#### PROBLEM DESCRIPTION
Exactly as written, please repeat the data that follows, but not the pictures.
*** RECORDS TO PROCESS
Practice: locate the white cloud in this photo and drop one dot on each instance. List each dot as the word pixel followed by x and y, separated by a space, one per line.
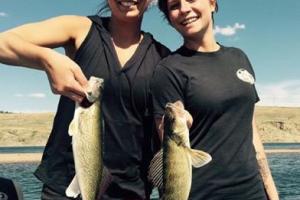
pixel 3 14
pixel 32 95
pixel 284 93
pixel 18 95
pixel 37 95
pixel 229 30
******
#### RESPONSE FOR THIS EXERCISE
Practice: locate the white cloud in this photo and drop one dot on each instance. List each dot as the word pixel followed by x and y, separated by a space, one per line.
pixel 3 14
pixel 32 95
pixel 284 93
pixel 18 95
pixel 37 95
pixel 229 30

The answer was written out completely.